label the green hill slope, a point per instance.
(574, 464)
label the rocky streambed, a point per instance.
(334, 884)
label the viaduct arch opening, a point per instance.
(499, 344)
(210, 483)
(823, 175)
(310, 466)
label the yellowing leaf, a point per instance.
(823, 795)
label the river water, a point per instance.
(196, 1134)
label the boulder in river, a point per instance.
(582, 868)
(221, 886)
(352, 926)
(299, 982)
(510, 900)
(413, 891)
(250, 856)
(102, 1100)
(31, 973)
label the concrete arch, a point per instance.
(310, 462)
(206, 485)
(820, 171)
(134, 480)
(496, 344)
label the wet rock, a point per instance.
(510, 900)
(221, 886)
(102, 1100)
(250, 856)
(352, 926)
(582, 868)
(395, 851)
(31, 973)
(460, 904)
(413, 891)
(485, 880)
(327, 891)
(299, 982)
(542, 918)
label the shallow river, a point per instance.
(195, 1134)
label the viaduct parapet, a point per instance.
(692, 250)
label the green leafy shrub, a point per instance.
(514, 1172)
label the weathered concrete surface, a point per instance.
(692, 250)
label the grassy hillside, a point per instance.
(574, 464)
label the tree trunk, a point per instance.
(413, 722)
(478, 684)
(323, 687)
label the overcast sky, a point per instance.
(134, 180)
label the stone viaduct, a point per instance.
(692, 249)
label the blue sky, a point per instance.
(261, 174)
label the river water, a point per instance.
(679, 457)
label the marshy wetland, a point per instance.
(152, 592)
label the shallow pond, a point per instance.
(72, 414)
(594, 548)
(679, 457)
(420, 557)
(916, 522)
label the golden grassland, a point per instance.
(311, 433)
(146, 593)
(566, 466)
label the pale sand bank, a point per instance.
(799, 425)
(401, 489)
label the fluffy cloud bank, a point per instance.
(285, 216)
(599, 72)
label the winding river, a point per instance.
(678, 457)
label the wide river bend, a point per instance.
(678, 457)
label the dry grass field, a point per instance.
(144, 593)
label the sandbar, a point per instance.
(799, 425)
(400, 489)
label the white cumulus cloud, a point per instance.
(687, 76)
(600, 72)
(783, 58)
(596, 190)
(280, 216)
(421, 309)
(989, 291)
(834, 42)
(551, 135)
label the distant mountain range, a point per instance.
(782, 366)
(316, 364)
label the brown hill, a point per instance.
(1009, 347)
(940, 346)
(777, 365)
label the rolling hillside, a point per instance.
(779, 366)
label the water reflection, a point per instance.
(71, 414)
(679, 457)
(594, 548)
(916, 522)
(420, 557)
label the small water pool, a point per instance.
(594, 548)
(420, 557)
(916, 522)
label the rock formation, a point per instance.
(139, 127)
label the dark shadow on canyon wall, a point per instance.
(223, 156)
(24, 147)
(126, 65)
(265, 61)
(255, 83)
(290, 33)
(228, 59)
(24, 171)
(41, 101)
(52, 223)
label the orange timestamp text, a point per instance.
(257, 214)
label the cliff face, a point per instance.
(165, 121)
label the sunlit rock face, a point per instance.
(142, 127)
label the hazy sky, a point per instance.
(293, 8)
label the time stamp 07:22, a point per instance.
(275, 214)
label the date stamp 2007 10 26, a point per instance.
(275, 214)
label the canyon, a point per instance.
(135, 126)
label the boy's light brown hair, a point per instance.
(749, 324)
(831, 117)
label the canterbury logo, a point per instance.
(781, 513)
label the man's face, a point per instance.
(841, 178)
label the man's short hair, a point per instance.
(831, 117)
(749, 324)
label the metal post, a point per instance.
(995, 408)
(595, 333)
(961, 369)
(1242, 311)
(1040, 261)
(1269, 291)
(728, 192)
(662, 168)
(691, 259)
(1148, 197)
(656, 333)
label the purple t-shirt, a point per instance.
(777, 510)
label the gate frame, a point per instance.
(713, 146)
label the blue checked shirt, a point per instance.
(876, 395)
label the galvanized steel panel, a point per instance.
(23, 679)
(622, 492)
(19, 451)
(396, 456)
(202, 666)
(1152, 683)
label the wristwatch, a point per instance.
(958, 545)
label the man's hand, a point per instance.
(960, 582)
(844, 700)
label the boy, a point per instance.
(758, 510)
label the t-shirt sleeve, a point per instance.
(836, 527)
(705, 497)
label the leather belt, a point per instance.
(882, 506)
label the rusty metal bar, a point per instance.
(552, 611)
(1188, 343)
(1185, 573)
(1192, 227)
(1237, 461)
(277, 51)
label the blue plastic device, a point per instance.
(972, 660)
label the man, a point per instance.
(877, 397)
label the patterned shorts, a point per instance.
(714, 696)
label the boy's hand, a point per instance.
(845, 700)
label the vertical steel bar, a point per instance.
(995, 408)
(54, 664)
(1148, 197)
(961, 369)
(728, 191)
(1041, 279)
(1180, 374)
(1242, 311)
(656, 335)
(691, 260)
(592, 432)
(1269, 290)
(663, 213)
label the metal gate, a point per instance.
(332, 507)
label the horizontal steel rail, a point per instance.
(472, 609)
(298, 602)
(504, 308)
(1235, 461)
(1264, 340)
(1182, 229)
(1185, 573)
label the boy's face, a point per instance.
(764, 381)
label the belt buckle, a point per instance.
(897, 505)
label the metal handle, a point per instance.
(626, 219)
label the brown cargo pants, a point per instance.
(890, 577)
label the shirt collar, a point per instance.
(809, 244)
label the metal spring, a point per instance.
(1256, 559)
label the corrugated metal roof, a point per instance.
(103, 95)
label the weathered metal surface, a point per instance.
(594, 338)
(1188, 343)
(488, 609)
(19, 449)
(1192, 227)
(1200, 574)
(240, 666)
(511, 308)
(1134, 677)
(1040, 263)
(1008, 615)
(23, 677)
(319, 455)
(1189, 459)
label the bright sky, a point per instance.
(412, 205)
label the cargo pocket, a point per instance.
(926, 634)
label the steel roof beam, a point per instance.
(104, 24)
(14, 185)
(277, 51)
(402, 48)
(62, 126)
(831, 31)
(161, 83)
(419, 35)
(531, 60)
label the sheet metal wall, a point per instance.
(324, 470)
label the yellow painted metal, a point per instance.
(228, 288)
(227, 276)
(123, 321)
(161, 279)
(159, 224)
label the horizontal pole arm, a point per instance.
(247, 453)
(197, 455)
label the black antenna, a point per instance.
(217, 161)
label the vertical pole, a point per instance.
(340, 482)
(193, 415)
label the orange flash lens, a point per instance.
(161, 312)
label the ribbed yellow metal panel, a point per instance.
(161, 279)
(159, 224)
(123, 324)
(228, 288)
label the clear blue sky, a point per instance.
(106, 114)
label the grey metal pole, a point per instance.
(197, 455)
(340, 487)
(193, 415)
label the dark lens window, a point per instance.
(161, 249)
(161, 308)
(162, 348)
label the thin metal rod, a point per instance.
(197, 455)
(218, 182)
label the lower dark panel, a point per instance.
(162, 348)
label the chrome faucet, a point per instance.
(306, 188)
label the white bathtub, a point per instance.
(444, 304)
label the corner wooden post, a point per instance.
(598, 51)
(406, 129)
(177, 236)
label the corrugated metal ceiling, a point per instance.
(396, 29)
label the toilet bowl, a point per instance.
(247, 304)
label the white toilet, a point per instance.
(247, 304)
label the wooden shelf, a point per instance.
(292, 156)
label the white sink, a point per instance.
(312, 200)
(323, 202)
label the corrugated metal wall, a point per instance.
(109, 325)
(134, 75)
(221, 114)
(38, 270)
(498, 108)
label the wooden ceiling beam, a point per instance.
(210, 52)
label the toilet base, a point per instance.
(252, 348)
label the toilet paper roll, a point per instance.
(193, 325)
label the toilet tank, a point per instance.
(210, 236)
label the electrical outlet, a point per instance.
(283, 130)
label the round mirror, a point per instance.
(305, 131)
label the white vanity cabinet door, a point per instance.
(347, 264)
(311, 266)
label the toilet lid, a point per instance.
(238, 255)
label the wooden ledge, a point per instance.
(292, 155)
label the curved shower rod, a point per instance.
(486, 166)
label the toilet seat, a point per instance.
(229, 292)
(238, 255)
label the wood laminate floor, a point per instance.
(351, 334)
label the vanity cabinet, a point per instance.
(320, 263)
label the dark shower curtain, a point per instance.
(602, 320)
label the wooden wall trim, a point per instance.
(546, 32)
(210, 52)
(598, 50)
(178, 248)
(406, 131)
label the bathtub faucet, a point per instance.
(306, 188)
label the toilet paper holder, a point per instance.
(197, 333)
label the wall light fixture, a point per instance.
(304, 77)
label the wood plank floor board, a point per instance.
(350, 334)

● What is being asked
Nothing but the lines from the line with "label the wooden ledge, a point per instance." to the last line of the listing above should appear; please retype them exactly, both ends included.

● Output of the task
label the wooden ledge, a point per instance.
(292, 155)
label the curved shower rod, a point per instance.
(486, 166)
label the toilet seat, a point per instance.
(229, 292)
(238, 255)
label the wood laminate floor, a point per instance.
(351, 334)
label the vanity cabinet, a point per instance.
(320, 263)
label the dark shower curtain, a point per instance.
(602, 320)
label the wooden wall trim, a point per instance.
(546, 32)
(210, 52)
(598, 50)
(178, 248)
(406, 131)
label the bathtub faucet, a point per instance.
(306, 188)
label the toilet paper holder, a point per instance.
(197, 333)
label the wall light fixture, a point per instance.
(304, 77)
label the wood plank floor board, a point per instance.
(350, 334)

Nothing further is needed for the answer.